* TASK DESCRIPTION: Repeat the lines of the listing below exactly, starting at the line that contains "line as [336,369]." and running through the last line, both included, and only those.

# start of SUPPLIED RECORDS

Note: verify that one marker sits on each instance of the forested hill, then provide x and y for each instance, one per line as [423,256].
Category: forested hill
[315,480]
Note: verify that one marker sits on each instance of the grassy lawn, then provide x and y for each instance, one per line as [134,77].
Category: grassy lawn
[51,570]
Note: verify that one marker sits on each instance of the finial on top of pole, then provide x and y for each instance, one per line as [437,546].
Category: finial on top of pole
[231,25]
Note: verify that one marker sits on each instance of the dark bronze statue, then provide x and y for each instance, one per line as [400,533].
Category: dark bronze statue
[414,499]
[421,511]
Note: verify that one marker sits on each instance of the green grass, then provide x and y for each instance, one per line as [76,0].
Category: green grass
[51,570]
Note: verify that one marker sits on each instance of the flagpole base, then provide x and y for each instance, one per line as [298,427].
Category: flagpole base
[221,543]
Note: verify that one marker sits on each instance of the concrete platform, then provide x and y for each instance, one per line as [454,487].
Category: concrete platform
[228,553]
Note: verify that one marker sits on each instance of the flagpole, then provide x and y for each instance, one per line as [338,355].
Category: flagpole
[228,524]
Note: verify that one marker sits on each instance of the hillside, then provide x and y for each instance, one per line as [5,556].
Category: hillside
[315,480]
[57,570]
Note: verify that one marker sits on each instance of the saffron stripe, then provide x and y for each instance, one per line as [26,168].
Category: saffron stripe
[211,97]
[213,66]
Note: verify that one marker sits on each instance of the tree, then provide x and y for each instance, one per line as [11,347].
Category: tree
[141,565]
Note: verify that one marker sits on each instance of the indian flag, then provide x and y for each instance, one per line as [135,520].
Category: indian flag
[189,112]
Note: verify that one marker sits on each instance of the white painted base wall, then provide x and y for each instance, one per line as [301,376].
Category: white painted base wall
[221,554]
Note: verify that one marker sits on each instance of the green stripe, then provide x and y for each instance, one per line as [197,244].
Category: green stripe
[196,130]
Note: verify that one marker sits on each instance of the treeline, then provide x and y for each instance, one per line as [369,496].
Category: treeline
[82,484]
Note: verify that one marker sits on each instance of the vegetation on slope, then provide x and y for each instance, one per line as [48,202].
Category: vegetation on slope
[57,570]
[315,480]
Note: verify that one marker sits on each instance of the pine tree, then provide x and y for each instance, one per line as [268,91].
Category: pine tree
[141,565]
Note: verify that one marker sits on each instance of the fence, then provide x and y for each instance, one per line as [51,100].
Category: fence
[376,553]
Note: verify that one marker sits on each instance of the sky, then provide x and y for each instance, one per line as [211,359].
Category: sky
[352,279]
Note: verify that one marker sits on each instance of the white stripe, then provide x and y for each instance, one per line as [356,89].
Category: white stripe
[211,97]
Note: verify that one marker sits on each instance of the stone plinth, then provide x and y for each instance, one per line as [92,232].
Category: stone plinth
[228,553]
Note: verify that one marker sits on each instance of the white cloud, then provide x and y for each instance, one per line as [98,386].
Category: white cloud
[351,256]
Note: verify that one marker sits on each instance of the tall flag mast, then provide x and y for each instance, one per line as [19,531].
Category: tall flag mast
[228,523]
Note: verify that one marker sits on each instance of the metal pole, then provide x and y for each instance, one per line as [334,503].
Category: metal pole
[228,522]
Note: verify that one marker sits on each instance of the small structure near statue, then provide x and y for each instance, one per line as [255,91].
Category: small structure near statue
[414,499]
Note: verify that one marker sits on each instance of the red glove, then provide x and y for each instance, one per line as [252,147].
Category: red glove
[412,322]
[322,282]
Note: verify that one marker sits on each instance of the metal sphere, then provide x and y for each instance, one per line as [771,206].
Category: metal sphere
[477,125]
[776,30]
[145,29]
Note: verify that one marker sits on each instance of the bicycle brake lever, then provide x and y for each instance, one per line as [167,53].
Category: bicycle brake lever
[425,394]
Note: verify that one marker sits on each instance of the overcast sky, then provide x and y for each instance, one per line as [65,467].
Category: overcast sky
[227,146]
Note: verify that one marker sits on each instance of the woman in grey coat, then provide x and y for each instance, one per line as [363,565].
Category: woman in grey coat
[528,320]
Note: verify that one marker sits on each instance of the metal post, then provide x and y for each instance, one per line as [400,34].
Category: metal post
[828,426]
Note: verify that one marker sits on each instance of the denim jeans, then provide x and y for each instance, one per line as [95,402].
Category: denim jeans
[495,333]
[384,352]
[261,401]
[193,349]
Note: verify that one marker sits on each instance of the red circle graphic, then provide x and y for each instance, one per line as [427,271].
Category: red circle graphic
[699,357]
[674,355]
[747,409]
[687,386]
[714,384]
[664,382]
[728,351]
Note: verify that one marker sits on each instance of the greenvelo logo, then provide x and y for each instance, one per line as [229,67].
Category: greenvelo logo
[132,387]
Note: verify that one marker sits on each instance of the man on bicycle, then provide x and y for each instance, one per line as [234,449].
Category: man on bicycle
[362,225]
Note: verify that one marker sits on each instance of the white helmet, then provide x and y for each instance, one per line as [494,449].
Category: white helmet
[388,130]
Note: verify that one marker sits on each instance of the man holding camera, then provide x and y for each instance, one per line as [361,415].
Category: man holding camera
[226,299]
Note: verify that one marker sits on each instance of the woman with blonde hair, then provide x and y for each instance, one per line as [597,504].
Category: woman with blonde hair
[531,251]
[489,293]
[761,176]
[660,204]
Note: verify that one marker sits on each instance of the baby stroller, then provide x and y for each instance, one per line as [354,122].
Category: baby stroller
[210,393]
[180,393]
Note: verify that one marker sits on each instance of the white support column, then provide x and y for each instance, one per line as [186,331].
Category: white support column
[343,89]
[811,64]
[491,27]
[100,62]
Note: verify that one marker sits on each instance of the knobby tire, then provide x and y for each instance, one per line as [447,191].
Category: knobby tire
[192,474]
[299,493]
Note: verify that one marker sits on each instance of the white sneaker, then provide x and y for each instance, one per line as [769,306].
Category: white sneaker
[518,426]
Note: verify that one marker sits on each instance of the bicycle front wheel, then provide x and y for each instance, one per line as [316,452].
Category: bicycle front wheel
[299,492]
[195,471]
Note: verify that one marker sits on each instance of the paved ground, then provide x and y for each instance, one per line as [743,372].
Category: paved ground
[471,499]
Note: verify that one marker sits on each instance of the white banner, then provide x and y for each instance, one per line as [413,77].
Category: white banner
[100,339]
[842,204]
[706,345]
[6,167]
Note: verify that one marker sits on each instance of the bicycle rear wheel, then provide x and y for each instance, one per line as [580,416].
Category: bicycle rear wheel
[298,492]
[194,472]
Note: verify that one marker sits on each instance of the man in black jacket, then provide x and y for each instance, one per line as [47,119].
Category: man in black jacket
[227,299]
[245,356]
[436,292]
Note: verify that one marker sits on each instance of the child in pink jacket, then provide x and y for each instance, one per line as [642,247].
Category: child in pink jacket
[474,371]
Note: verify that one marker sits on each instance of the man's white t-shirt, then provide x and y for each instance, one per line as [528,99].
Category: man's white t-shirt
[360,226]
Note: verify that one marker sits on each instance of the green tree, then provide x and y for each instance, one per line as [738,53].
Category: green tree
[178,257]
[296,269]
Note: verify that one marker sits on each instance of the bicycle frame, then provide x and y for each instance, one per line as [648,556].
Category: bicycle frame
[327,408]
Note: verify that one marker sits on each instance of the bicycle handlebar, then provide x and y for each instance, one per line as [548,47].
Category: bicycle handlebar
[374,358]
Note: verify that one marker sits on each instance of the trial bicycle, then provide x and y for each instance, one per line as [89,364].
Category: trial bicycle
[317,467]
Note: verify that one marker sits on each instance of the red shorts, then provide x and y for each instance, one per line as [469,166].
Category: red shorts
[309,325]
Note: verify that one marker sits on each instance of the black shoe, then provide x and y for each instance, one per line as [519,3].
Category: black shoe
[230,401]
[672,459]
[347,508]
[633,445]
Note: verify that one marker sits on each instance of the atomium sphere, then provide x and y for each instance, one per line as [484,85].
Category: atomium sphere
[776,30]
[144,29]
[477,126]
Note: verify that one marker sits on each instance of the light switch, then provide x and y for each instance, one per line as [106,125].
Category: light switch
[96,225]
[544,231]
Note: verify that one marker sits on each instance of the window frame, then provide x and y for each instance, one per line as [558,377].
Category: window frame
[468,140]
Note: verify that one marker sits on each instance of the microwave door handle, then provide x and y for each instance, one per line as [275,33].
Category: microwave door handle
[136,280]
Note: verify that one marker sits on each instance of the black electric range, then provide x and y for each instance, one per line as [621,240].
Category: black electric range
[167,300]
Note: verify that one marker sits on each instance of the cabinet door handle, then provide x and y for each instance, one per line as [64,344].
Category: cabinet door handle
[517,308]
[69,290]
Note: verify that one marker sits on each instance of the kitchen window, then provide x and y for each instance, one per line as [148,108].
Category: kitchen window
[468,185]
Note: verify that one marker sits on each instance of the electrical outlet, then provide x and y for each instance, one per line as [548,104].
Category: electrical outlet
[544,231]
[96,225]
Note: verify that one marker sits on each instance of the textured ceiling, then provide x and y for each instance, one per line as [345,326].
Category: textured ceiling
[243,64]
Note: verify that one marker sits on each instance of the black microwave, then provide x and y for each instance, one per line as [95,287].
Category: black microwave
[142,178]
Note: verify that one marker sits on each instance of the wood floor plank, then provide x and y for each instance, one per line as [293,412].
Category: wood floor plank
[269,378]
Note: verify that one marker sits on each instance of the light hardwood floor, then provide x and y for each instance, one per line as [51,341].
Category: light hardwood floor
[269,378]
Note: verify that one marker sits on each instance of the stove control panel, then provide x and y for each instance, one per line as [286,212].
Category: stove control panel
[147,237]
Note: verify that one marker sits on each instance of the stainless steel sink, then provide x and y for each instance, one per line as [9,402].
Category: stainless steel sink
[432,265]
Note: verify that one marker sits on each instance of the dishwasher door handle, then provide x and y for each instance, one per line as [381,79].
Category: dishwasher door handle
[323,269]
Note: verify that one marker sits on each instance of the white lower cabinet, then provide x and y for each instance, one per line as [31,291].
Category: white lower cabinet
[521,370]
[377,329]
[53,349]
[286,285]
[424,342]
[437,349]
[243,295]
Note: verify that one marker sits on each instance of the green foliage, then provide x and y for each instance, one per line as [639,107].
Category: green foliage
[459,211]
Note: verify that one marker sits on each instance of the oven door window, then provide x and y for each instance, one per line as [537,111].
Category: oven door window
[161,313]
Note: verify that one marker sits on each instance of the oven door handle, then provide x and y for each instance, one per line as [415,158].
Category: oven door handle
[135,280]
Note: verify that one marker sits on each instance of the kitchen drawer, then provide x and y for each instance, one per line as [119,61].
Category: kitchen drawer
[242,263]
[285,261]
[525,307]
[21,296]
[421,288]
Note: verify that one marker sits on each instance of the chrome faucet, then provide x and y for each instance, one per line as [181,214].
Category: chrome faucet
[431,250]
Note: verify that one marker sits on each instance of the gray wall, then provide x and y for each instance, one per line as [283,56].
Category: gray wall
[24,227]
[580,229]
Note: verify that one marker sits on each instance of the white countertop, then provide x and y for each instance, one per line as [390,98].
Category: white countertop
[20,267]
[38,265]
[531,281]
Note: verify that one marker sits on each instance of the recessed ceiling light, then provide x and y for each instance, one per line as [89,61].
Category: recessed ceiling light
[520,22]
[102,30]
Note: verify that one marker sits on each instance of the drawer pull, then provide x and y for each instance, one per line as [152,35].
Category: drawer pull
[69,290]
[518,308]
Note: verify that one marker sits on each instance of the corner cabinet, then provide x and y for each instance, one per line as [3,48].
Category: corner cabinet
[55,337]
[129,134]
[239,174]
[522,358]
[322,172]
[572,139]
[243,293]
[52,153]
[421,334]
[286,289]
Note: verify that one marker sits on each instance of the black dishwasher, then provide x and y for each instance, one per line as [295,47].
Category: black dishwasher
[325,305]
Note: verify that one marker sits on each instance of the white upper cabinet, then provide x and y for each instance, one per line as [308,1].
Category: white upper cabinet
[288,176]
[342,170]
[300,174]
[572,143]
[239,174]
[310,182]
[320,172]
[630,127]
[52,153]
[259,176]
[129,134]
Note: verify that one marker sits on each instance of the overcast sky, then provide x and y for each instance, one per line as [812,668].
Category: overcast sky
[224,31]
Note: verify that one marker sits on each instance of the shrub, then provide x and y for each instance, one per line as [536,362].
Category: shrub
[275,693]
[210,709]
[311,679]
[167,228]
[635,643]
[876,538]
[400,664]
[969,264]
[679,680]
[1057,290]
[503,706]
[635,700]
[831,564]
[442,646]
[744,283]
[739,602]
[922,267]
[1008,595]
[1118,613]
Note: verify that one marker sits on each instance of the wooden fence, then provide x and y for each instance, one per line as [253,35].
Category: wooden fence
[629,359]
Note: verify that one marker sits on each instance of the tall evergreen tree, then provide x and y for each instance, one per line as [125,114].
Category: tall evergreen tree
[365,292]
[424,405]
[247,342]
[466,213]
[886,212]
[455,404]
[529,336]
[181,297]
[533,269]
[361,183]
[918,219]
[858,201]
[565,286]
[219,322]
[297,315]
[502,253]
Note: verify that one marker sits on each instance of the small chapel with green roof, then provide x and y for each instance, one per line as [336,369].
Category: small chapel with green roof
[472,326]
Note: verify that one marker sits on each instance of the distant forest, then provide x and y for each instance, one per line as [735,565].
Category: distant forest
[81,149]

# end of SUPPLIED RECORDS

* EXERCISE RESPONSE:
Note: verify that one marker sits on each instance of the small chapel with green roof, then provide x and y for each instance, one per line as [336,369].
Category: small chapel with green roof
[472,326]
Note: verify that one marker sits on each instance of the distant forest, then provide x and y for each instance, one per line as [735,565].
Category: distant forest
[81,149]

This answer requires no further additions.